[Part of a data file]
------------------------------
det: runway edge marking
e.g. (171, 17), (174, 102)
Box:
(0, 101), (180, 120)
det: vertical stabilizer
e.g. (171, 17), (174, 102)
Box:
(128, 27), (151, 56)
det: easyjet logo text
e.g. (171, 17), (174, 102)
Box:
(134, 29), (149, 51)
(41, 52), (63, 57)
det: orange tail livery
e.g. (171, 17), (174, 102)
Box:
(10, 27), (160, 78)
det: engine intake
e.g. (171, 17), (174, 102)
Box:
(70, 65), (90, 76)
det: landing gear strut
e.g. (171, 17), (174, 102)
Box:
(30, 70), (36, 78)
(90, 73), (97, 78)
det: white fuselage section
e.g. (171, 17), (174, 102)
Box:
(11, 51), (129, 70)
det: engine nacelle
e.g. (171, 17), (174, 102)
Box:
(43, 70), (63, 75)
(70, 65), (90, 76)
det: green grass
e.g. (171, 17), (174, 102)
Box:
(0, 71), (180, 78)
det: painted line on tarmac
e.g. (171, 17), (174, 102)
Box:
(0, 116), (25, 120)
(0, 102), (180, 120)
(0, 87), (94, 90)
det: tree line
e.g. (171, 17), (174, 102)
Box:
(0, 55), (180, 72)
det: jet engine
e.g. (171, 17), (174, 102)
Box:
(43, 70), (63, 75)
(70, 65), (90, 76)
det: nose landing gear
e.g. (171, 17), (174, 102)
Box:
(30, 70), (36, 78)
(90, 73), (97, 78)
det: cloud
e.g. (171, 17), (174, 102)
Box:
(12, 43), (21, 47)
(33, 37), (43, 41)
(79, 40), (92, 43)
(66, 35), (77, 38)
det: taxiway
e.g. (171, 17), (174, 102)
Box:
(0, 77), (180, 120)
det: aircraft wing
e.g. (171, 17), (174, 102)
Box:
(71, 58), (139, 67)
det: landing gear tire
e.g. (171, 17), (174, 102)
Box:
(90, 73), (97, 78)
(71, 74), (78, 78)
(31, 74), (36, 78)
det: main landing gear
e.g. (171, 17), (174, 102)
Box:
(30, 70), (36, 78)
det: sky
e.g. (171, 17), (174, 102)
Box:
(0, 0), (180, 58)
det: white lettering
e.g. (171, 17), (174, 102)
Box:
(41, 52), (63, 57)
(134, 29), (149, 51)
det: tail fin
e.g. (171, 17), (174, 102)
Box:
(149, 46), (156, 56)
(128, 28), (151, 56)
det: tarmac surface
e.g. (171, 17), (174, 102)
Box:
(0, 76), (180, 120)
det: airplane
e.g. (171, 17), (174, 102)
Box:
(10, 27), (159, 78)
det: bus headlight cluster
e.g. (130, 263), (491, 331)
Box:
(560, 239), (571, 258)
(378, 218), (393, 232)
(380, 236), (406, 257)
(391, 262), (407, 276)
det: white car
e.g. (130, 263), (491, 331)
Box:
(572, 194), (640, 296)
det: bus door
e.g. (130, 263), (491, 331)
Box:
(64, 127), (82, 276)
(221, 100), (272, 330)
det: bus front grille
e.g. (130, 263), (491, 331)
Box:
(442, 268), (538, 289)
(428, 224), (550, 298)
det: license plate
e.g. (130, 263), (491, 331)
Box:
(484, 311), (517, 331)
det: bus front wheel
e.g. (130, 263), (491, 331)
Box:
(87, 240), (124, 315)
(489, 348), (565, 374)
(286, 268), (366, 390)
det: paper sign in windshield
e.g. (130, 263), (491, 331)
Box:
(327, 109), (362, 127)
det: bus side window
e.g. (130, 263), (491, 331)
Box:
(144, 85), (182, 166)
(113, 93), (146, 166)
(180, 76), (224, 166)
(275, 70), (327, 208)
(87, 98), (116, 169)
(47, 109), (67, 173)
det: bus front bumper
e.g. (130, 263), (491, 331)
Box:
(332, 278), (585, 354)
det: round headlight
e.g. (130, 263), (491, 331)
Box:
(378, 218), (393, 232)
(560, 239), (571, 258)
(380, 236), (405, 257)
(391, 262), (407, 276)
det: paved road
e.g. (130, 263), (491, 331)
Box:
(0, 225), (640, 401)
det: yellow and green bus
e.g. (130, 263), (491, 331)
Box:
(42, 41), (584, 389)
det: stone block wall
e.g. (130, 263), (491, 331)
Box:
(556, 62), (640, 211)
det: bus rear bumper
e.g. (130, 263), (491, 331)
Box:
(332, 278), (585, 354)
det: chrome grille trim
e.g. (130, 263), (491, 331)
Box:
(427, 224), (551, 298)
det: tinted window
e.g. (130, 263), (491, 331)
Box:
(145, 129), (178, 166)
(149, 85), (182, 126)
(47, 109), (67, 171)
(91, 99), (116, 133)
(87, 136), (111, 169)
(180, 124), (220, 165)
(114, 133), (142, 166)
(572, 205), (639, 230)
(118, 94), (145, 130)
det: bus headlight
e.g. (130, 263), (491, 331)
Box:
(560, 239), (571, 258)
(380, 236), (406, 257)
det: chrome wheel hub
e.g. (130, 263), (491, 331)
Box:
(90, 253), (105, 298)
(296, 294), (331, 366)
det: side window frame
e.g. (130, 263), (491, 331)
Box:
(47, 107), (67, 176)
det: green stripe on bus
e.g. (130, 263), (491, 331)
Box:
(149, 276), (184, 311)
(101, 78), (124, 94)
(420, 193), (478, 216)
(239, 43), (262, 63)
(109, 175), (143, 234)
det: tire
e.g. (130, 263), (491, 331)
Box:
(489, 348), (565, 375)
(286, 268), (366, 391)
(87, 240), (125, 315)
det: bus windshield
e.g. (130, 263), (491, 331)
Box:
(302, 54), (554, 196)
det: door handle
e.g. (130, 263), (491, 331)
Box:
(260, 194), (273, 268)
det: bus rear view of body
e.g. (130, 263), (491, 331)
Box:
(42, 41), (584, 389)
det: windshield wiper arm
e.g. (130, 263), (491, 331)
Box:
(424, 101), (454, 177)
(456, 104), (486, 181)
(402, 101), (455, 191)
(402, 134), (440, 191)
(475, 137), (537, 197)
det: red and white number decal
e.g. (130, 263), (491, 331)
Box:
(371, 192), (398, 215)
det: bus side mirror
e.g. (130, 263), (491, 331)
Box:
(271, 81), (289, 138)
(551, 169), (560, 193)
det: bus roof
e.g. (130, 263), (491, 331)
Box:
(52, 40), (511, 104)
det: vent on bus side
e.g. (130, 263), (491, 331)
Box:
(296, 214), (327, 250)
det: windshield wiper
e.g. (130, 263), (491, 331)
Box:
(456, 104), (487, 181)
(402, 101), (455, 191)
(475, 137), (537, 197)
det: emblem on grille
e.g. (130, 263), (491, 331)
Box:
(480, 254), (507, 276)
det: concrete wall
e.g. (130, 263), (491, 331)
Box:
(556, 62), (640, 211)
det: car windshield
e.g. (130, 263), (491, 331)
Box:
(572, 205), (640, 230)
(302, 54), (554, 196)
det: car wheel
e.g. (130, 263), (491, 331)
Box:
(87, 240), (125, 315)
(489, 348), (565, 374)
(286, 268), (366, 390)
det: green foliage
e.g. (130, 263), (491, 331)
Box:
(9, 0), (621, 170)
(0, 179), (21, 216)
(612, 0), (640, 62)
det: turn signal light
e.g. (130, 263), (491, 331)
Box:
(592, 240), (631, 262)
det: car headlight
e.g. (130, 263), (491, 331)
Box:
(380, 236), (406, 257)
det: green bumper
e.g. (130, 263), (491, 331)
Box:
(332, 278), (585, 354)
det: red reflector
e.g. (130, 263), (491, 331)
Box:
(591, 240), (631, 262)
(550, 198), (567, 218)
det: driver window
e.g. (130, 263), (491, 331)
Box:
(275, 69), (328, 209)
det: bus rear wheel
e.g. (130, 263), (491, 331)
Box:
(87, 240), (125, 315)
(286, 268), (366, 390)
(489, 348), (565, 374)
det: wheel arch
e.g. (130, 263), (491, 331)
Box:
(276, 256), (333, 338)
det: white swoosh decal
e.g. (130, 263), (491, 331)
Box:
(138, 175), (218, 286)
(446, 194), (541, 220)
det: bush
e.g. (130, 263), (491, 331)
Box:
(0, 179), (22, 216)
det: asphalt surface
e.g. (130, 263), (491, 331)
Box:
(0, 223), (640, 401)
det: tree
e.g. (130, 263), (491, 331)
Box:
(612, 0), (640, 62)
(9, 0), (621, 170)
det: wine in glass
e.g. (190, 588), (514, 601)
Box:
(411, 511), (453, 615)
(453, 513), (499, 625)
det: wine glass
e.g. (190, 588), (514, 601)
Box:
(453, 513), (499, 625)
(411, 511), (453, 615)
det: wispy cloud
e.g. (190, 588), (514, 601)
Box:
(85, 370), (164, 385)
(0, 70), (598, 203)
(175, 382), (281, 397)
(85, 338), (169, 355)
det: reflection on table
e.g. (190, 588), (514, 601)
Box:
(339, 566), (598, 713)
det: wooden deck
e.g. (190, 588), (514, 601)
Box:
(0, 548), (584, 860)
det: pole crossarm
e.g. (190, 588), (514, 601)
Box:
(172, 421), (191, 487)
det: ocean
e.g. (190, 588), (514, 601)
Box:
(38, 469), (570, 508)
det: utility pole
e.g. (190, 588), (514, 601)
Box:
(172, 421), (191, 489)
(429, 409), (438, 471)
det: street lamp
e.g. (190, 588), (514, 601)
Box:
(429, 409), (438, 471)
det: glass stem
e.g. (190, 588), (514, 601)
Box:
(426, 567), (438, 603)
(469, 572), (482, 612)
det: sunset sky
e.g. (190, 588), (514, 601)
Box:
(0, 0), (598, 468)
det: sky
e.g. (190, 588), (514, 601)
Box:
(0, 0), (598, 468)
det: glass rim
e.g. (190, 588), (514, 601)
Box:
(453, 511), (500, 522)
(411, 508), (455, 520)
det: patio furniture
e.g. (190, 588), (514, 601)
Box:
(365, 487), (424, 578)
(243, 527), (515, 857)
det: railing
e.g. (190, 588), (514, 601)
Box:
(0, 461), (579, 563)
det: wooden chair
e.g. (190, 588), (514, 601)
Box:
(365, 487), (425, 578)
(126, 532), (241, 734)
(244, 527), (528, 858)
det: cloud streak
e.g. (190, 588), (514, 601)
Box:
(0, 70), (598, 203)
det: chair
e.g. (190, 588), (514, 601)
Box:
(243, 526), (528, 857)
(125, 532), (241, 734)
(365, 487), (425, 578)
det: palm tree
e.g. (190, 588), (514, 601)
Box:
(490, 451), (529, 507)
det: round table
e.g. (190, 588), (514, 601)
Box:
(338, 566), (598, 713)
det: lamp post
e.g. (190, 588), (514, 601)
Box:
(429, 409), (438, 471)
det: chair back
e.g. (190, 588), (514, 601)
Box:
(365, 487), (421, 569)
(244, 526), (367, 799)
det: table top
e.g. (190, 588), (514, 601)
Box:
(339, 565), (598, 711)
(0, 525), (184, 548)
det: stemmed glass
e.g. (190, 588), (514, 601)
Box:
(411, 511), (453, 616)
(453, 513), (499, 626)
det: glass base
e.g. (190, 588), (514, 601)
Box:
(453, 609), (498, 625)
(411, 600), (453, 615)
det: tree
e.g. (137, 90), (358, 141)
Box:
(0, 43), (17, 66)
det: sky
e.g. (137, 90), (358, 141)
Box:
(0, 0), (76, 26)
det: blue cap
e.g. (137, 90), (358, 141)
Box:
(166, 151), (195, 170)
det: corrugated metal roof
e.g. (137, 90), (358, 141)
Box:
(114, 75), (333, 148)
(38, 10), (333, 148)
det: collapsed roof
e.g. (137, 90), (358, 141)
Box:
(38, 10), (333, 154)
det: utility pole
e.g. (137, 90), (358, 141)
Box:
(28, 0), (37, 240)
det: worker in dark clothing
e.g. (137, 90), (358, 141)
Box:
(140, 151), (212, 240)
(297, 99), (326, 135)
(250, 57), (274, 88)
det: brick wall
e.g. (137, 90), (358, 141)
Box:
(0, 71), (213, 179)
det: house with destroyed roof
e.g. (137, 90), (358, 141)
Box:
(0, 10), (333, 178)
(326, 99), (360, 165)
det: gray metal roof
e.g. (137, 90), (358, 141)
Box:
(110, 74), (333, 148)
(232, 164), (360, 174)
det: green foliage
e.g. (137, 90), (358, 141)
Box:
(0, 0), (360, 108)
------------------------------
◆ Request
Please rewrite the rows from the start through the line containing "(0, 87), (94, 90)", requests included, increasing every bounding-box coordinate in the answers by 135. Leave the requests and their sample coordinates unchanged.

◆ Reply
det: runway edge marking
e.g. (171, 17), (174, 102)
Box:
(135, 236), (315, 255)
det: vertical stabilizer
e.g. (171, 17), (174, 102)
Box:
(263, 162), (286, 191)
det: easyjet logo text
e.g. (171, 17), (174, 102)
Box:
(269, 164), (284, 186)
(176, 187), (198, 192)
det: orange tail livery
e.g. (171, 17), (174, 102)
Box:
(145, 162), (295, 213)
det: engine intake
e.g. (171, 17), (174, 102)
Box:
(205, 200), (225, 211)
det: landing gear strut
e.g. (171, 17), (174, 102)
Box:
(165, 205), (171, 213)
(225, 208), (232, 213)
det: white fuselage section
e.g. (171, 17), (174, 102)
Box:
(146, 186), (264, 205)
det: engine nacelle
e.g. (171, 17), (174, 102)
Box:
(178, 205), (198, 210)
(205, 200), (225, 211)
det: green grass
e.g. (171, 17), (174, 102)
Box:
(135, 206), (315, 213)
det: painted line on tarmac
e.g. (171, 17), (174, 102)
Box:
(135, 251), (160, 255)
(135, 237), (315, 255)
(135, 222), (229, 225)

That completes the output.